The request:
Turn every row below into a numbered list, leaving out any blank lines.
------------------------------------------------------------
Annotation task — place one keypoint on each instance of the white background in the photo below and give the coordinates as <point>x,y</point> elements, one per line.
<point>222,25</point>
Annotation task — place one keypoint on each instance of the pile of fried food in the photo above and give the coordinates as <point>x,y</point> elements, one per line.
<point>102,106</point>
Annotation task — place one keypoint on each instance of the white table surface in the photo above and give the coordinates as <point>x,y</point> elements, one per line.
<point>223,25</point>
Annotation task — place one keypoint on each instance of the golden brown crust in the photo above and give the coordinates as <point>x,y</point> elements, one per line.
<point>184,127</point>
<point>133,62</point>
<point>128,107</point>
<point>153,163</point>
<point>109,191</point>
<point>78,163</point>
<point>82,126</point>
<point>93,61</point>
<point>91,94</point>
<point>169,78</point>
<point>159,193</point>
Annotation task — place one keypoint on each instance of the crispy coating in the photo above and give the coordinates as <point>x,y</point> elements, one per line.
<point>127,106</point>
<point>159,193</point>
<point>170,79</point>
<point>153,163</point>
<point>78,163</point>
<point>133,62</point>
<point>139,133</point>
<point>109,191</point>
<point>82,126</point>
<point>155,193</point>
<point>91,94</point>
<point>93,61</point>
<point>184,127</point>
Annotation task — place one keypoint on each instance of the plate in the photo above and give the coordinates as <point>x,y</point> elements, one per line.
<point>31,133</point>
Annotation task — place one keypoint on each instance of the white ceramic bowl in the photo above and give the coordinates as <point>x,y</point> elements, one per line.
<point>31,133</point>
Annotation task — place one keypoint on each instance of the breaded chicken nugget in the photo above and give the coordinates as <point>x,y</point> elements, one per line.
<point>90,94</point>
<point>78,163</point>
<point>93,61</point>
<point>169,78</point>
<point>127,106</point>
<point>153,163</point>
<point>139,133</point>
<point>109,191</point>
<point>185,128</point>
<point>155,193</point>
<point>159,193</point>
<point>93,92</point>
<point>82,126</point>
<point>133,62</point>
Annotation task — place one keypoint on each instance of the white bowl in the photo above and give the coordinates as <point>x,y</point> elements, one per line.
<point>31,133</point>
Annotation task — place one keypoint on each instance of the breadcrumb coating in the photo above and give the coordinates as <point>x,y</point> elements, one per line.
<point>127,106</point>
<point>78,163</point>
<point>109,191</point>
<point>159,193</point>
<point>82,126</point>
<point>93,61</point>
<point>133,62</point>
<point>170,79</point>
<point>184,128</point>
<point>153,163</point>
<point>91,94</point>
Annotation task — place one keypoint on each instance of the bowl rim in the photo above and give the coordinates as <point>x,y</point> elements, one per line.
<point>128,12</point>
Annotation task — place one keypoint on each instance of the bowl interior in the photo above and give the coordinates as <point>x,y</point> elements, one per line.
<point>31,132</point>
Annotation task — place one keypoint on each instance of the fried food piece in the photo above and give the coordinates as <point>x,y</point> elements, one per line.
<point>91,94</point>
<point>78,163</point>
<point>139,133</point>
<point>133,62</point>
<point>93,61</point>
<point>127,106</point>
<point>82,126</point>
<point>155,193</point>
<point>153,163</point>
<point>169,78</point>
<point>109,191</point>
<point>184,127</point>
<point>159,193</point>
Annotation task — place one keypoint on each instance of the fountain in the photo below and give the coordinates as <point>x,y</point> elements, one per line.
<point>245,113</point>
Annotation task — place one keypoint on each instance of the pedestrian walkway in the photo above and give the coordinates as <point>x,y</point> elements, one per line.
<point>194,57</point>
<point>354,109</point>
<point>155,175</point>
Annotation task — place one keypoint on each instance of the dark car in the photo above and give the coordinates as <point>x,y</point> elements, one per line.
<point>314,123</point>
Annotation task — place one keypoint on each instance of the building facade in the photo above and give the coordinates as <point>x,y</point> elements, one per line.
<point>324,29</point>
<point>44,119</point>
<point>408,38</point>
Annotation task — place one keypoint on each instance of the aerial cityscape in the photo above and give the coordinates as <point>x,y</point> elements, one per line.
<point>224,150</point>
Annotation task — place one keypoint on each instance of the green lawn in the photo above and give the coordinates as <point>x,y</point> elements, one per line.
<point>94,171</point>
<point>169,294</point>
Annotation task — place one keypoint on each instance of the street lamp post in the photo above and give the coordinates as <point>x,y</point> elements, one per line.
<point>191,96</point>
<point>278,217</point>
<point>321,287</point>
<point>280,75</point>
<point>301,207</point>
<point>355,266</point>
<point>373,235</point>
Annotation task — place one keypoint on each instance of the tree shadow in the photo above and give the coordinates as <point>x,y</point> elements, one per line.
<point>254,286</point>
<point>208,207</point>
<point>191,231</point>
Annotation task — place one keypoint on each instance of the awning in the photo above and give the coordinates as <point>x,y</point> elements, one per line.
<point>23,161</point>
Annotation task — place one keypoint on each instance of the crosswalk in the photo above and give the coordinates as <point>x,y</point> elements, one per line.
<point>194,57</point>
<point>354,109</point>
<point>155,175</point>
------------------------------------------------------------
Written answer:
1. Annotation task — place one keypoint on each instance of the white background in the photo below and give the coordinates as <point>x,y</point> elements, one per line.
2. <point>222,25</point>
3. Annotation task — place one keypoint on each instance of the pile of fried food in the photo above and give the coordinates as <point>x,y</point> elements, one per line.
4. <point>102,106</point>
5. Annotation task — place one keypoint on each instance of the white table surface in the photo above and give the coordinates as <point>x,y</point> elements, one per line.
6. <point>223,25</point>
7. Annotation task — place one keypoint on each instance of the golden brown crust in the photo above and give the coordinates as <point>x,y</point> elements, one per line.
8. <point>184,127</point>
9. <point>133,62</point>
10. <point>128,107</point>
11. <point>153,163</point>
12. <point>109,191</point>
13. <point>78,163</point>
14. <point>82,126</point>
15. <point>93,61</point>
16. <point>91,94</point>
17. <point>169,78</point>
18. <point>159,193</point>
19. Annotation task — place one keypoint on each instance of the crispy coating in the photo above and give the coordinates as <point>x,y</point> elements, one per line.
20. <point>127,106</point>
21. <point>159,193</point>
22. <point>170,79</point>
23. <point>153,163</point>
24. <point>78,163</point>
25. <point>133,62</point>
26. <point>139,133</point>
27. <point>109,191</point>
28. <point>82,126</point>
29. <point>155,193</point>
30. <point>91,94</point>
31. <point>93,61</point>
32. <point>184,127</point>
33. Annotation task — place one keypoint on each instance of the plate in the photo above and give the coordinates as <point>x,y</point> elements, one per line.
34. <point>31,133</point>
35. Annotation task — place one keypoint on each instance of the white ceramic bowl in the photo above and give the coordinates as <point>x,y</point> elements, one per line.
36. <point>31,133</point>
37. Annotation task — place one keypoint on each instance of the breaded chicken nugget in the photo above and give the coordinates as <point>x,y</point> elements, one per line.
38. <point>90,94</point>
39. <point>78,163</point>
40. <point>93,61</point>
41. <point>169,78</point>
42. <point>127,106</point>
43. <point>153,163</point>
44. <point>139,133</point>
45. <point>109,191</point>
46. <point>185,128</point>
47. <point>155,193</point>
48. <point>159,193</point>
49. <point>93,92</point>
50. <point>82,126</point>
51. <point>133,62</point>
52. Annotation task — place one keypoint on each instance of the white bowl in the photo above and give the coordinates as <point>x,y</point> elements, one per line.
53. <point>31,133</point>
54. Annotation task — place one keypoint on each instance of the breadcrumb coating in the photo above and give the coordinates as <point>x,y</point> elements, one per line.
55. <point>127,106</point>
56. <point>78,163</point>
57. <point>109,191</point>
58. <point>159,193</point>
59. <point>82,126</point>
60. <point>93,61</point>
61. <point>133,62</point>
62. <point>170,79</point>
63. <point>184,128</point>
64. <point>153,163</point>
65. <point>91,94</point>
66. Annotation task — place one keypoint on each instance of the bowl rim in the photo above and give the coordinates as <point>x,y</point> elements, one per line.
67. <point>128,12</point>
68. Annotation task — place one keypoint on each instance of the bowl interior in the photo above and give the coordinates as <point>x,y</point> elements, one per line.
69. <point>31,132</point>
70. Annotation task — place one keypoint on each instance of the fried food piece in the photo above and give the coordinates as <point>x,y</point> elements, one per line.
71. <point>91,94</point>
72. <point>78,163</point>
73. <point>139,133</point>
74. <point>133,62</point>
75. <point>93,61</point>
76. <point>127,106</point>
77. <point>82,126</point>
78. <point>155,193</point>
79. <point>153,163</point>
80. <point>169,78</point>
81. <point>109,191</point>
82. <point>184,127</point>
83. <point>159,193</point>
84. Annotation task — place one keypoint on each instance of the fountain in the photo below and give the coordinates as <point>x,y</point> elements, one per line.
85. <point>245,113</point>
86. Annotation task — place one keypoint on each instance of the pedestrian walkway in the photo above and give the coordinates as <point>x,y</point> elements, one per line.
87. <point>194,57</point>
88. <point>354,109</point>
89. <point>155,175</point>
90. Annotation task — place one keypoint on each instance of the dark car in the photo above and give the coordinates as <point>x,y</point> elements, one per line.
91. <point>314,123</point>
92. Annotation task — place one keypoint on each instance of the building facade in the photo above and give the coordinates as <point>x,y</point> elements, one per line.
93. <point>324,29</point>
94. <point>44,119</point>
95. <point>408,38</point>
96. Annotation task — place one keypoint on each instance of the aerial cityscape in the photo above and give the coordinates as <point>x,y</point> elements, one per line.
97. <point>224,150</point>
98. Annotation task — place one keypoint on each instance of the green lawn in the photo above and give the coordinates as <point>x,y</point> elements, one per line.
99. <point>94,171</point>
100. <point>169,294</point>
101. Annotation task — place one keypoint on each instance of the street lamp post in the photo above and give the coordinates as <point>x,y</point> elements, one per line.
102. <point>191,96</point>
103. <point>278,217</point>
104. <point>321,287</point>
105. <point>280,75</point>
106. <point>301,207</point>
107. <point>355,266</point>
108. <point>373,235</point>
109. Annotation task — place one keypoint on each instance of the tree shadow in the photo above and give the coordinates as <point>x,y</point> elements, one per line.
110. <point>254,286</point>
111. <point>208,207</point>
112. <point>191,231</point>
113. Annotation task — place one keypoint on each instance of the awning in the photo above and give the coordinates as <point>x,y</point> elements, one per line.
114. <point>23,161</point>
115. Annotation task — place one keypoint on each instance of the crosswalk in the photo above and give the coordinates as <point>x,y</point> elements, one per line.
116. <point>194,57</point>
117. <point>354,109</point>
118. <point>155,175</point>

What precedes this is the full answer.